┌─ Records for this task
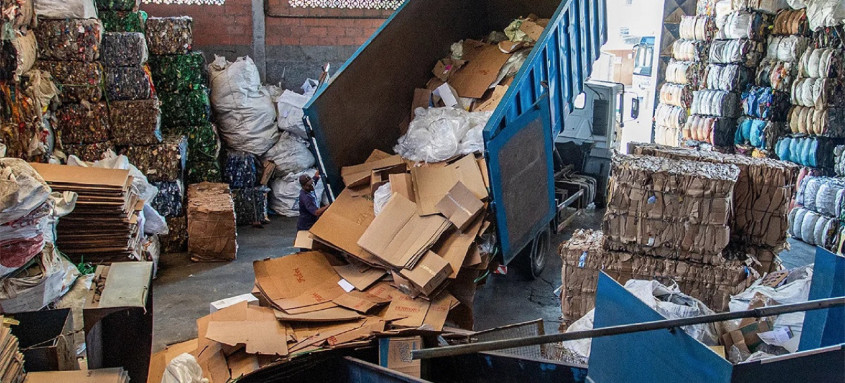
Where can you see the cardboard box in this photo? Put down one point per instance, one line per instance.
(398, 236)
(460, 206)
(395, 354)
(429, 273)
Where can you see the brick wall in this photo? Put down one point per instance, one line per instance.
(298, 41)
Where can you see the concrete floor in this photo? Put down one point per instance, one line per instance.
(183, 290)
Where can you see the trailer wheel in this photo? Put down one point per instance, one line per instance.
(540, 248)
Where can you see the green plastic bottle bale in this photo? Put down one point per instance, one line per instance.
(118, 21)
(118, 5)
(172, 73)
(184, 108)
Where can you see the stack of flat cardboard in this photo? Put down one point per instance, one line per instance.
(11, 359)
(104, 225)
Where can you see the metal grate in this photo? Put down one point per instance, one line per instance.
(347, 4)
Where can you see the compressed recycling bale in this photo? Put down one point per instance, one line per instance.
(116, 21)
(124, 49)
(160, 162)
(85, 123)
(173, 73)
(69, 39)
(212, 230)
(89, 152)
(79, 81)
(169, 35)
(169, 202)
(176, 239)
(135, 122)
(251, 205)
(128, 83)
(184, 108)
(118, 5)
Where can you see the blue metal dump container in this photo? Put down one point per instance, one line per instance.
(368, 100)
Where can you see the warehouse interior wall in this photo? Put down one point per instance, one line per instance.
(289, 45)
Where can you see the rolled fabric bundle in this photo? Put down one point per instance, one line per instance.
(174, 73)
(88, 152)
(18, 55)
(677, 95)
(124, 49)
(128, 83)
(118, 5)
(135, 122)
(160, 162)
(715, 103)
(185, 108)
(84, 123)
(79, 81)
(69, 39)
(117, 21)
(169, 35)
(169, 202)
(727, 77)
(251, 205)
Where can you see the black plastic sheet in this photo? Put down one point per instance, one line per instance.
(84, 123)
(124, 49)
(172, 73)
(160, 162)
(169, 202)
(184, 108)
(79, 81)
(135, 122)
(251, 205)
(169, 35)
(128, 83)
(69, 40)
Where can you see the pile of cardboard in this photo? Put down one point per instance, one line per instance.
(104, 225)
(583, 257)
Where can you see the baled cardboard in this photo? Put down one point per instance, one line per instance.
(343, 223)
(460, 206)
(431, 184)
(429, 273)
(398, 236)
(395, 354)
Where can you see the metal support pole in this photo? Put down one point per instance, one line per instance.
└─
Set task: Copy all the lines of data exactly as they appear, dropping any images.

Result:
Where can you see the cardboard box in this photo? Put down one point per instance, one line per instance.
(398, 236)
(460, 206)
(395, 354)
(429, 273)
Where can you see the brick wall in this photo? Put down one point per instance, one line per instance.
(298, 41)
Where can you see the concrete floor in this photo? Put down one point per instance, one line per instance.
(183, 290)
Where can you see the trailer wheel in this photo? Put down one point per instance, one line per instance.
(540, 248)
Where can you see the green plastic bottle bale in this photo? Put down one point per instance, one line per instance.
(118, 21)
(118, 5)
(172, 73)
(184, 108)
Where can you see the stack of flat cardboard in this photo? Put down one point per instance, one line per instance.
(11, 359)
(104, 225)
Where can you see the metal grate in this photo? Put down one point per instance, one line per instance.
(347, 4)
Where can you see the compressed recycling bale in this photo? Put down one point per instance, one line per instance.
(116, 21)
(124, 49)
(160, 162)
(85, 123)
(173, 73)
(69, 39)
(212, 230)
(89, 152)
(79, 81)
(169, 35)
(169, 202)
(176, 239)
(135, 122)
(251, 205)
(128, 83)
(184, 108)
(118, 5)
Where can you see the blue metal dump container in this photo? Put down one point per instance, one line per instance.
(368, 100)
Where can you see the warehouse interior wall in this photo? Put down one point per instance, one line per instance.
(289, 45)
Where can you see the rolled fabric bundle in this photo? Put down one point per instance, one line per instance.
(174, 73)
(88, 152)
(18, 55)
(677, 95)
(124, 49)
(128, 83)
(118, 5)
(135, 122)
(160, 162)
(715, 103)
(185, 108)
(84, 123)
(79, 81)
(69, 39)
(117, 21)
(169, 35)
(169, 202)
(727, 77)
(251, 205)
Where can you see the black plastic sheet in this photo? Put down one point per instance, one line per instance.
(84, 123)
(124, 49)
(172, 73)
(160, 162)
(169, 202)
(184, 108)
(79, 81)
(135, 122)
(251, 205)
(169, 35)
(128, 83)
(69, 40)
Where can you see the pile of cardboard in this photo? Put down one point per instance, one line per instance.
(104, 225)
(583, 257)
Where can you see the baled cardboard in this photo? Put down one point per instance, one line per instance.
(343, 223)
(460, 206)
(431, 184)
(429, 273)
(398, 236)
(395, 354)
Where can you see the metal support pole in this photo? Put down one point per instance, one line per instance.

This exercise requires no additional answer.